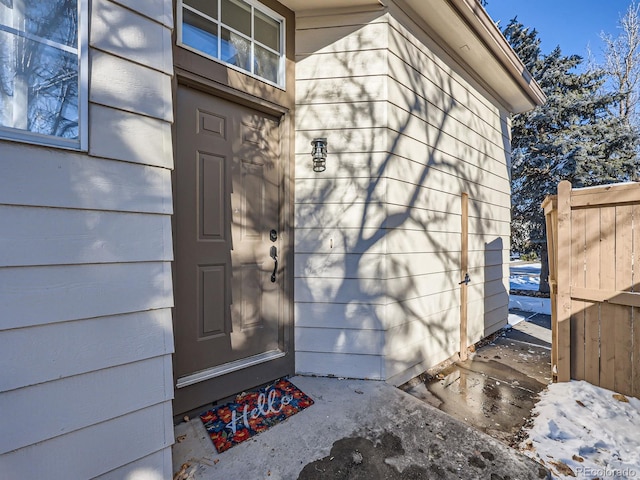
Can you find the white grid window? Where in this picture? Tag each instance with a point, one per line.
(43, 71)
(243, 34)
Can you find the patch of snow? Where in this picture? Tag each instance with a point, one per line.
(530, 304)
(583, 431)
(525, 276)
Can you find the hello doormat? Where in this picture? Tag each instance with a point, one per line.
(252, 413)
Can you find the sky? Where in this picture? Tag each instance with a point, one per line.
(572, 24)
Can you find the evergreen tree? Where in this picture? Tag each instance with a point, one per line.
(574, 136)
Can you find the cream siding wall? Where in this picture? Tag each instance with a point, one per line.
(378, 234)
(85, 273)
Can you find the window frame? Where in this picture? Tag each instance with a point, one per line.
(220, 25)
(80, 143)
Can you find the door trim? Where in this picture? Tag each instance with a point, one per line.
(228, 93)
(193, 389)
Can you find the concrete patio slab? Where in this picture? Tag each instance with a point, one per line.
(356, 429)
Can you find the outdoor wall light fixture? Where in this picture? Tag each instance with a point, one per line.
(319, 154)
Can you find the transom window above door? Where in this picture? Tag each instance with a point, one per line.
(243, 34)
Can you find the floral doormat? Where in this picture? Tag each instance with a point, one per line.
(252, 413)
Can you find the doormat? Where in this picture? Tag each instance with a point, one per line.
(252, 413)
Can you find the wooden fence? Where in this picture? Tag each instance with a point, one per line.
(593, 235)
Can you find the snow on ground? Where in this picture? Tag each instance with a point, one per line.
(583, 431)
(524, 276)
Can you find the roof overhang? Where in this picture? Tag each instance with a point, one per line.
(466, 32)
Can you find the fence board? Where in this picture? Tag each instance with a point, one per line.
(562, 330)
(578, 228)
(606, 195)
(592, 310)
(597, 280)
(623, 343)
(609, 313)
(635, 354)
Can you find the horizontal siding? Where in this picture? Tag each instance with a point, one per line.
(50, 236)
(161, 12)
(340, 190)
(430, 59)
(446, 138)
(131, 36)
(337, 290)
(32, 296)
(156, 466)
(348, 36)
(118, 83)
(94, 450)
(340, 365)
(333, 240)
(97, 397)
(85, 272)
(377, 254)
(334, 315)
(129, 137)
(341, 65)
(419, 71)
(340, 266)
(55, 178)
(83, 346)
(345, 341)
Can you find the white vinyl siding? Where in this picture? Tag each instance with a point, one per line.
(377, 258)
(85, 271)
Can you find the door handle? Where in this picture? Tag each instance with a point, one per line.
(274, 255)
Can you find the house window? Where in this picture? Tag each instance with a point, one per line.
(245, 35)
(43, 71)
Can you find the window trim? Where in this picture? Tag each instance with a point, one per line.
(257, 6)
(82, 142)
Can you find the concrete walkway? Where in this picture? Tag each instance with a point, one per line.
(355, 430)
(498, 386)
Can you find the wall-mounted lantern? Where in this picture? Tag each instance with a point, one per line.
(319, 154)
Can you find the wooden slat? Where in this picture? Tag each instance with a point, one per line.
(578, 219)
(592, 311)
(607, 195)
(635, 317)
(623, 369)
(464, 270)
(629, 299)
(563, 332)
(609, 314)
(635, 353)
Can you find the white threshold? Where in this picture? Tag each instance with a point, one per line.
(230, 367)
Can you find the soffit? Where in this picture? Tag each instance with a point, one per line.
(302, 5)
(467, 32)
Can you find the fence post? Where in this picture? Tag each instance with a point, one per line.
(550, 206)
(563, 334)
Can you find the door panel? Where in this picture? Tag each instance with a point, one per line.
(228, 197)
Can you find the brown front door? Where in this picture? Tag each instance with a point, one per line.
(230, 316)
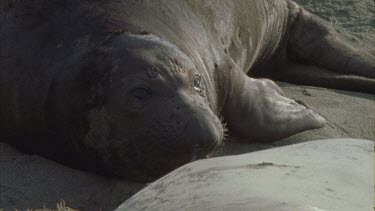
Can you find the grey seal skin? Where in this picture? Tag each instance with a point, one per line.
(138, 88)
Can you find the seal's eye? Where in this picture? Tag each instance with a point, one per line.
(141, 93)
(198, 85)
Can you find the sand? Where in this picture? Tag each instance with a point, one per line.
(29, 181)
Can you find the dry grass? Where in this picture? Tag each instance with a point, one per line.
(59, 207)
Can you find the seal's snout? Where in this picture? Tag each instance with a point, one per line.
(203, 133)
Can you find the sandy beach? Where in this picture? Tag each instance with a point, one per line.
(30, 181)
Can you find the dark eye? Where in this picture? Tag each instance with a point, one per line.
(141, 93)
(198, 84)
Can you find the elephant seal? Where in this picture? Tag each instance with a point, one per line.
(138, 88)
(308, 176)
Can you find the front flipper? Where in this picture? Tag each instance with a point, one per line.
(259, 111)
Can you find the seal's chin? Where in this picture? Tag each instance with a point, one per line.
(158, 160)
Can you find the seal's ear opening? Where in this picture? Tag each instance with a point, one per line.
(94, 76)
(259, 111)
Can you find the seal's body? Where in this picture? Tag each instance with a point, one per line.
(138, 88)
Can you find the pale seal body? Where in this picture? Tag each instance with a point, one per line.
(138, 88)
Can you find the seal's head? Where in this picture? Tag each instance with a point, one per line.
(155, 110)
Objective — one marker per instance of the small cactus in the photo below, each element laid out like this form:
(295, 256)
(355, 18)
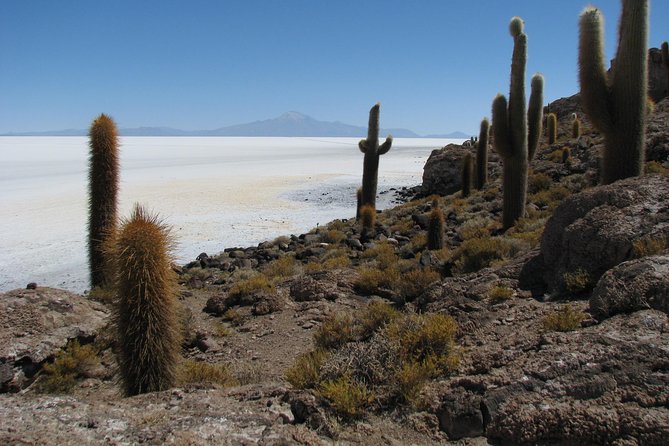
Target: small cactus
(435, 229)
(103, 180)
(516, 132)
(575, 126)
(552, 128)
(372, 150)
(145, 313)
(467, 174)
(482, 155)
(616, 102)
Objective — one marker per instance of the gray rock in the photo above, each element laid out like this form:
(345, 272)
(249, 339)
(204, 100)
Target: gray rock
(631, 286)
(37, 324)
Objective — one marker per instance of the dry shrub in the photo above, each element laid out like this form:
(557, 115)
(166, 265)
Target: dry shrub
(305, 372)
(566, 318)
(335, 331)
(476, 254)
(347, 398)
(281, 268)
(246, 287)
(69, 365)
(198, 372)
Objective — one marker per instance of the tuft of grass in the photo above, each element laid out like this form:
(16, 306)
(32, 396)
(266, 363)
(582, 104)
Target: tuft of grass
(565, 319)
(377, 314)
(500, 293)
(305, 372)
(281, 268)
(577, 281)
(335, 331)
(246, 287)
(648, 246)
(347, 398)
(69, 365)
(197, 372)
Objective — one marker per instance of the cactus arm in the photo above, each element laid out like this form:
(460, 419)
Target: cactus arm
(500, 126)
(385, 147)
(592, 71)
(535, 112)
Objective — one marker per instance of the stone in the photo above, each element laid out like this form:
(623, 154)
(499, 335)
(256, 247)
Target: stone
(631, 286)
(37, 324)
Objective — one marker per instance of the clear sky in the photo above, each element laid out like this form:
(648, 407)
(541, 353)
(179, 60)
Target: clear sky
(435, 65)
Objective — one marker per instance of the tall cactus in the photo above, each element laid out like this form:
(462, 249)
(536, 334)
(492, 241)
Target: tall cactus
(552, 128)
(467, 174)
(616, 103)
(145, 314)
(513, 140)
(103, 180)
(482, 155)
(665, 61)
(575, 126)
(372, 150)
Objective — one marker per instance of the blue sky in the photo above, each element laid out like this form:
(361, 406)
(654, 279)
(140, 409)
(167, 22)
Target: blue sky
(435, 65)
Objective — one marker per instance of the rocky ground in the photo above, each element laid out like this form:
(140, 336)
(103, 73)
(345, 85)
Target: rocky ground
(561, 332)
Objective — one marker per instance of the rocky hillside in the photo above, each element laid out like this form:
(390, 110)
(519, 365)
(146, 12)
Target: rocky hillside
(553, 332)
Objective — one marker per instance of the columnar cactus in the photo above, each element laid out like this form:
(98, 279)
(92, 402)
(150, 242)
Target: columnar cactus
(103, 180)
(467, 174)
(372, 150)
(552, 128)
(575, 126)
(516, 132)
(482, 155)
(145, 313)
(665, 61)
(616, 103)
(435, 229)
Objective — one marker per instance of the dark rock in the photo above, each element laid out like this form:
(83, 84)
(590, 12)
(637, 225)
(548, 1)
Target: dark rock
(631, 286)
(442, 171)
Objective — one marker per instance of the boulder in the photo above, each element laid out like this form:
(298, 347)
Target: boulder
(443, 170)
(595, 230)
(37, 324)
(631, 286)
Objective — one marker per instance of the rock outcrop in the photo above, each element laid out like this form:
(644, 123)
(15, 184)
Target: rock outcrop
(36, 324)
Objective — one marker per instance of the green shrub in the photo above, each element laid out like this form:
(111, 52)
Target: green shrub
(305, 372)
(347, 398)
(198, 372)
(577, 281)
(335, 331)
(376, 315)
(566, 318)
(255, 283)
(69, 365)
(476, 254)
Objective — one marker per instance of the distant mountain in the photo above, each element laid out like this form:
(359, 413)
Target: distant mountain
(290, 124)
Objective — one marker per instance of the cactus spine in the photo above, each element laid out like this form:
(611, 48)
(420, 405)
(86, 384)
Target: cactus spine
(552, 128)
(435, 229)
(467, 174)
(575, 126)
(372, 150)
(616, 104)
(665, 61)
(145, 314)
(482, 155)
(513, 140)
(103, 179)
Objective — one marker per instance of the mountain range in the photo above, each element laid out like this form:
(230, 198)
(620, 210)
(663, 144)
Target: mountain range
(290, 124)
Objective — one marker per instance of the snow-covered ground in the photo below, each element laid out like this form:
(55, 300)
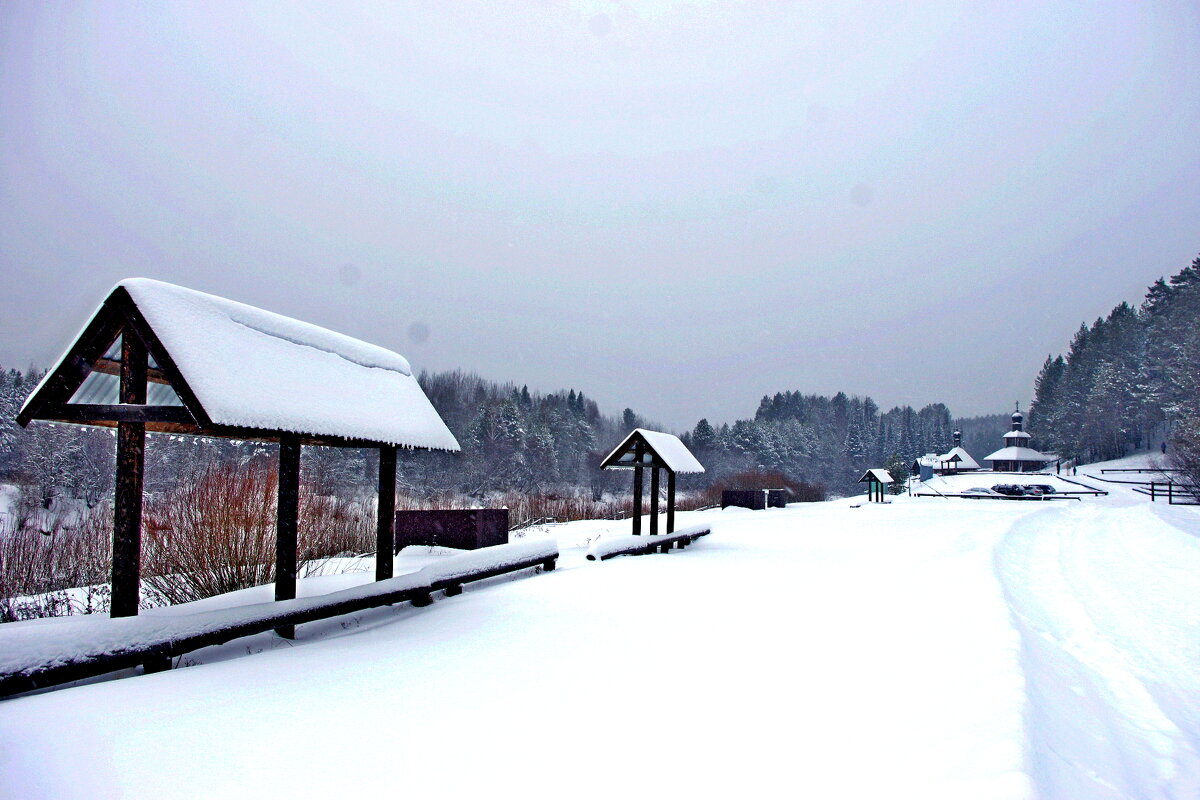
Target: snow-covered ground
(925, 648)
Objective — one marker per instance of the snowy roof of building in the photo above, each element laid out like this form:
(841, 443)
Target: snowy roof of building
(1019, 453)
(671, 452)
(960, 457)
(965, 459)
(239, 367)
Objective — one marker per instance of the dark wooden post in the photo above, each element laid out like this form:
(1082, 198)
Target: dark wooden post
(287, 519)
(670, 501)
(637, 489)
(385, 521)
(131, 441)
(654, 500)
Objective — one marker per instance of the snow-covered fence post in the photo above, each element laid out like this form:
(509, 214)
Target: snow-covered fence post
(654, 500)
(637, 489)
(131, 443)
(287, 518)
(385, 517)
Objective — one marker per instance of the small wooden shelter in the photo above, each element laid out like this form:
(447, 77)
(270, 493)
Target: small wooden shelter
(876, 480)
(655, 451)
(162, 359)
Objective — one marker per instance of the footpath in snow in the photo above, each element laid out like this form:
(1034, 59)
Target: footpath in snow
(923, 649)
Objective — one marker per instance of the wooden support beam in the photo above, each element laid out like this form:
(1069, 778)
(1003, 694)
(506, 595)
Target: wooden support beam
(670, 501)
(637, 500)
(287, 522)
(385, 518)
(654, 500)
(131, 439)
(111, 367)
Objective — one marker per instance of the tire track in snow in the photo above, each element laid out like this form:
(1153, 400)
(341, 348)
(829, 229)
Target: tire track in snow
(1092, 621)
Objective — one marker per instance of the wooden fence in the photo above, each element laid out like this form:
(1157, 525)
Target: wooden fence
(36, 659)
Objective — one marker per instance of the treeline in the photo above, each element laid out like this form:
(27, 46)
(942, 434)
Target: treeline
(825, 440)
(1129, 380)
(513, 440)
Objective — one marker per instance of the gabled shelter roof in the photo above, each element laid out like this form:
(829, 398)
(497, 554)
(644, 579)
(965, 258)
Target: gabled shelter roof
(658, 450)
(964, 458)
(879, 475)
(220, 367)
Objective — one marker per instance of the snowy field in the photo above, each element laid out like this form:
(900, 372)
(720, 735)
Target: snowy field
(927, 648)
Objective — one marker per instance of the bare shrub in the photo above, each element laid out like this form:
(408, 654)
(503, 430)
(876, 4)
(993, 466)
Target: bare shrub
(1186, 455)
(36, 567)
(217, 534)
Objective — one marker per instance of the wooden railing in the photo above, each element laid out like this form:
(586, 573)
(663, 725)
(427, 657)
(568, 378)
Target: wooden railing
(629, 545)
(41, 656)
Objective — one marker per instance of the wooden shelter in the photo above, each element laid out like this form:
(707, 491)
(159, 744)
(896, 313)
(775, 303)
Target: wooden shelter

=-=-=-=-=

WHAT IS BEING ASKED —
Your task is to copy every line in the entries that holds the string "below".

RESULT OF THE EXERCISE —
Objective — one marker per instance of the small cactus in the photo below, each element laid out like this form:
Objective — one marker per instance of the snow-covered ground in the photo below, each element laid out like this form:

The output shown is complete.